### YOUR INSTRUCTIONS
Every line below needs to be printed again exactly, without any of its pictures.

(Saved entries)
'''

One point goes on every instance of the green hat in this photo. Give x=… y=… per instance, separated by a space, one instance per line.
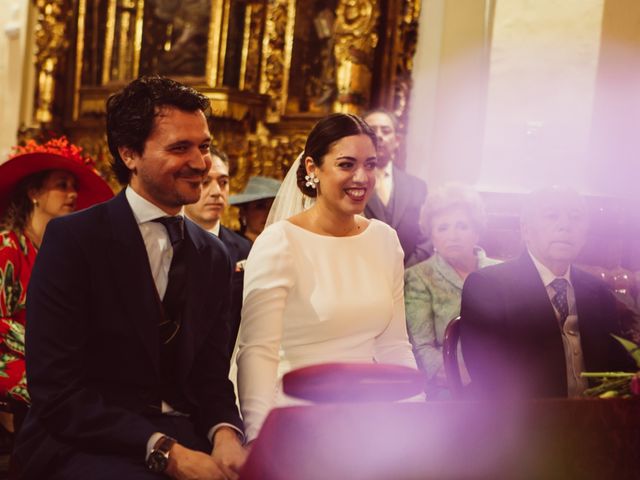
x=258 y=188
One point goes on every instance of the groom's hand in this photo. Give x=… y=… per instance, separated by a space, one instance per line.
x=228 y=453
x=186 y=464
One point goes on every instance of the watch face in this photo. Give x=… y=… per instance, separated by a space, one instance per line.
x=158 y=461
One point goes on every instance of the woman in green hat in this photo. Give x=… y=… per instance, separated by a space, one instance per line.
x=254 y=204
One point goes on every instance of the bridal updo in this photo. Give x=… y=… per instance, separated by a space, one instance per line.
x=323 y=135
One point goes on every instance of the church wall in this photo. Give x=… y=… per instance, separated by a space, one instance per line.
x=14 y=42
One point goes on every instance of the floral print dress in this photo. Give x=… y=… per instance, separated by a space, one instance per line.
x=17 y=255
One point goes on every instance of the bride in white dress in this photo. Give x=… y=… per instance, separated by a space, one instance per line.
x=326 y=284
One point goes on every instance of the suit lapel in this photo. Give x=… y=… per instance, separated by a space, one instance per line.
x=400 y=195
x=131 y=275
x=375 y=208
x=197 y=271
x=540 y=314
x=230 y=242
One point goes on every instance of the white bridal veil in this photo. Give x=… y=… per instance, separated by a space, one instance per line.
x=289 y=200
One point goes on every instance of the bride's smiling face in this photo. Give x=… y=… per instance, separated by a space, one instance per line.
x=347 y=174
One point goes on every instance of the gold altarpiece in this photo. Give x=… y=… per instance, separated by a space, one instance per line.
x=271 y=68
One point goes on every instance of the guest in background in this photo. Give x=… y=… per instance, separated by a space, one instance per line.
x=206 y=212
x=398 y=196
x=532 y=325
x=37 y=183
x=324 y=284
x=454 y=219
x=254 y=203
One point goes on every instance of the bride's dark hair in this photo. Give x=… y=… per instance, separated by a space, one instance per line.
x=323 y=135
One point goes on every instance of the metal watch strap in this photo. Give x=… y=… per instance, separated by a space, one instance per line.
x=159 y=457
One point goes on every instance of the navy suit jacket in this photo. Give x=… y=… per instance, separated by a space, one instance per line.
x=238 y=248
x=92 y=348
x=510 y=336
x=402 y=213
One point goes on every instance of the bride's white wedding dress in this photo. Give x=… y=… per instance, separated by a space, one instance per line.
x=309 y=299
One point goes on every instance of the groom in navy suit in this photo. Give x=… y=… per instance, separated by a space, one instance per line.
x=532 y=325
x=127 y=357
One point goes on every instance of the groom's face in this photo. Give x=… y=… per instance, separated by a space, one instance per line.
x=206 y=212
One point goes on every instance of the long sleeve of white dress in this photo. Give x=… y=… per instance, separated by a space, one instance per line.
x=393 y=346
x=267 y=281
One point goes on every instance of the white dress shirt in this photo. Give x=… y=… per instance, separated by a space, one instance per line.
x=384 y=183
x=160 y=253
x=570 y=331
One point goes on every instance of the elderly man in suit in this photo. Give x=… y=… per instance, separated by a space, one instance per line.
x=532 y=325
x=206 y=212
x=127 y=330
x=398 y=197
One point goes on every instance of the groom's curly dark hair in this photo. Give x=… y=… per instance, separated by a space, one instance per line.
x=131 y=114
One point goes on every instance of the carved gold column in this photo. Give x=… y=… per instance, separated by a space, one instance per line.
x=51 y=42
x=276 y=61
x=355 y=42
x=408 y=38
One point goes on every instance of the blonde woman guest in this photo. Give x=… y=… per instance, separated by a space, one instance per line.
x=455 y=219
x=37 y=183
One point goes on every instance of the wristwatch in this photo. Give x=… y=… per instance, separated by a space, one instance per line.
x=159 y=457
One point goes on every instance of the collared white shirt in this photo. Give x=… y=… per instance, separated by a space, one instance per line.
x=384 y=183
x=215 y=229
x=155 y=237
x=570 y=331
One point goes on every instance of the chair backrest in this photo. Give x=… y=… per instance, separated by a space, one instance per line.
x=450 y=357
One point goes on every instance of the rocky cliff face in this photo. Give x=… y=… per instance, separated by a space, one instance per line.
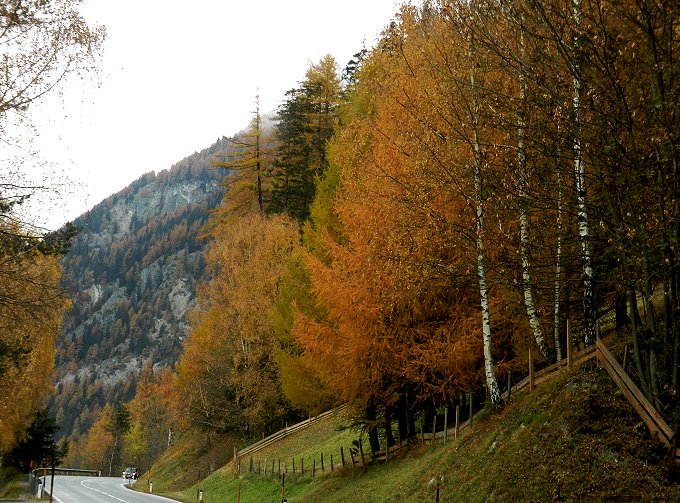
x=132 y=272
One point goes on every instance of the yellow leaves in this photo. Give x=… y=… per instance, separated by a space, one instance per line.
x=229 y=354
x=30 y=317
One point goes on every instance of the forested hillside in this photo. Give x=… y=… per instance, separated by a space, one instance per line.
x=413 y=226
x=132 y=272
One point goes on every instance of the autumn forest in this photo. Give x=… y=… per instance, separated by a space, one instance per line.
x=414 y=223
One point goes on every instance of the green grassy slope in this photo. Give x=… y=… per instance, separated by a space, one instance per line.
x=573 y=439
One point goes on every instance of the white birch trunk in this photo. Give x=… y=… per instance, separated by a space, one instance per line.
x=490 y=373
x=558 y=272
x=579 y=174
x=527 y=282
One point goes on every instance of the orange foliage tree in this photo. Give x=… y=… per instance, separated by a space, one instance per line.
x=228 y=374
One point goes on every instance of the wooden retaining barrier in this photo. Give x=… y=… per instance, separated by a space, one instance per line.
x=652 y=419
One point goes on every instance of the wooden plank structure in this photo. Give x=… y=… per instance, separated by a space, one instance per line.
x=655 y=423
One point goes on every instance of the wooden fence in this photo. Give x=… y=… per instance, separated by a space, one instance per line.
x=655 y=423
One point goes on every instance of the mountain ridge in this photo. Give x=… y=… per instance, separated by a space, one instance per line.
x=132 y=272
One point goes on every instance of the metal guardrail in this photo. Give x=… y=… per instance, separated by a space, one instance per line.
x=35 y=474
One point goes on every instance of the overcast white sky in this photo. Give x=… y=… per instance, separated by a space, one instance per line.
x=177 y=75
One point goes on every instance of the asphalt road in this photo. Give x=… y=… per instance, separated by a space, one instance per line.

'''

### RESULT
One point goes on every instance of the green hat in this photo. Give x=… y=… per instance, separated by a space, one instance per line.
x=258 y=188
One point goes on every instance of the groom's hand in this photo. Give x=… y=… per instance, separated by a space, one instance per line.
x=228 y=453
x=186 y=464
One point goes on every instance of the watch face in this photo. Give x=… y=… per instance, separated by a space, one instance per line.
x=158 y=461
One point goes on every instance of the woman in green hat in this photo. Give x=… y=… per instance, separated by a space, one instance per line.
x=254 y=204
One point goes on every instance of the bridal updo in this photo. Give x=… y=… per instance, separated by a space, one instance per line.
x=323 y=135
One point goes on every instance of the church wall in this photo. Give x=… y=… per instance, separated by a space, one instance per line.
x=14 y=42
One point goes on every instance of the floral print dress in this photo. Give x=… y=… per instance, separated by a space, one instance per line.
x=17 y=255
One point goes on every instance of the bride in white dress in this photo. Give x=… y=… per instance, separated by a space, one instance per line.
x=326 y=284
One point goes on every instance of the suit lapel in this photo. Give x=… y=… per instance, separated by a space, one instance per line.
x=400 y=195
x=131 y=275
x=375 y=208
x=197 y=271
x=540 y=314
x=230 y=242
One point goes on every instance of the white bridal veil in this photo. Give x=… y=… per instance, separated by a space, one instance per line.
x=289 y=200
One point goes on every instance of the bride's smiling face in this photo. Give x=… y=… per instance, separated by a space, one instance per line.
x=347 y=174
One point goes on every instance of the gold altarpiece in this photo. Give x=… y=… per instance, separated by a space, one instance per line.
x=271 y=68
One point goes on every instance of the guest in background in this photo. Give x=… y=… per instance, separated by a space, one instance per line.
x=206 y=212
x=398 y=196
x=532 y=325
x=37 y=183
x=324 y=284
x=454 y=219
x=254 y=203
One point goes on every instance of the bride's dark hair in this photo. Give x=… y=… per instance, separated by a space, one instance per line.
x=323 y=135
One point goes on every instance of the metal watch strap in this photo. Give x=… y=… per instance, separated by a space, one instance per line.
x=159 y=457
One point goes on every instance of the navy suit jacket in this photo. Give x=… y=… per instance, separated by a space, one instance per line.
x=238 y=248
x=92 y=348
x=510 y=336
x=402 y=213
One point goes on every instance of the bride's white wedding dress in this photo. Give x=… y=… per instance, separated by a space, one instance per line.
x=309 y=299
One point goes on every instance of the groom in navy suit in this photo. Give x=… y=… per instance, separated by a space, one instance per line.
x=532 y=325
x=127 y=357
One point goes on every instance of the groom's face in this photo. Give x=… y=… per instance, separated by a space, one instance per line.
x=206 y=212
One point goes on every instance of the long sleeve of white dress in this photo. Give x=… y=… per instance, separated by a space, one instance per line.
x=393 y=346
x=267 y=281
One point goes on every instance of the white dress shirt in this photo. Give x=… y=… per instance, separated by a space, one instance per line.
x=384 y=183
x=160 y=253
x=570 y=331
One point goes on every instance of the elderly man in suit in this photo. Give x=… y=… per instance, separated by a space, one instance per line.
x=532 y=325
x=206 y=212
x=127 y=330
x=398 y=197
One point goes on every instance of the groom's curly dark hair in this photo. Give x=… y=… per instance, separated by a space, one instance per line.
x=131 y=114
One point goes on every instance of the carved gold column in this photo. Give x=… y=… per instance, separated by a space, one instance per line.
x=51 y=42
x=276 y=61
x=355 y=42
x=408 y=38
One point goes on every instance of the blonde woman guest in this photo. Give x=… y=… per instance, separated by a space, one instance per line.
x=455 y=219
x=37 y=183
One point goes on every instance of the wristwatch in this photo. Give x=… y=… per instance, separated by a space, one instance per line.
x=159 y=457
One point goes on every instance of the collared white shirt in this photo. Give x=… y=… per instance, separated by a space, one instance per line.
x=384 y=183
x=215 y=229
x=155 y=237
x=570 y=331
One point goes on every instance of the chair backrest in this photo. Give x=… y=… per instance, separated by a space, one instance per line.
x=450 y=357
One point goes on every instance of the rocky cliff face in this photo. Give x=… y=… per instance, separated by a space, one instance per line.
x=132 y=272
One point goes on every instance of the yellow leaves in this photo. Give x=… y=… per instance, separated by a space, one instance per line.
x=229 y=354
x=30 y=317
One point goes on every instance of the forested hillside in this photo. Give x=… y=… per instance, separated by a space, one instance per line.
x=413 y=226
x=132 y=272
One point goes on every instance of the autumn forest in this photo. Give x=… y=… per instance, separated by a space, one instance per line.
x=414 y=223
One point goes on every instance of the green grassy slope in this photo. Give x=… y=… per instance, separated by a space, one instance per line.
x=573 y=439
One point goes on every instance of the white birch trunk in this photo. Give x=… y=… per instance, separated by a space, one instance per line.
x=490 y=373
x=558 y=272
x=579 y=174
x=527 y=282
One point goes on every instance of the orange foliage tree in this photo. Give x=… y=… per instance, separated by a space, one instance per line.
x=228 y=374
One point goes on every instance of the wooden retaining barrier in this photo. Give x=… y=… per instance, separated by a space, one instance per line.
x=652 y=419
One point goes on every instance of the wooden plank structure in this photo. Give x=… y=… per instance, separated by a space, one instance per line.
x=655 y=423
One point goes on every instance of the wooden fence in this photo. Give x=… y=… per instance, separated by a space, one instance per line.
x=655 y=423
One point goes on every instance of the mountain ridge in this photo. Give x=… y=… per instance, separated by a space, one instance per line.
x=132 y=272
One point goes on every instance of the metal guardrail in this photo. Give x=… y=… per instance, separated by a space, one instance per line.
x=35 y=474
One point goes on every instance of the overcast white sky in this photo. Give x=… y=… per instance, separated by a space, one instance per line.
x=177 y=75
One point goes on every instance of the asphalt road in this photo. Give x=… y=… per instance, separated by a space, one instance per line.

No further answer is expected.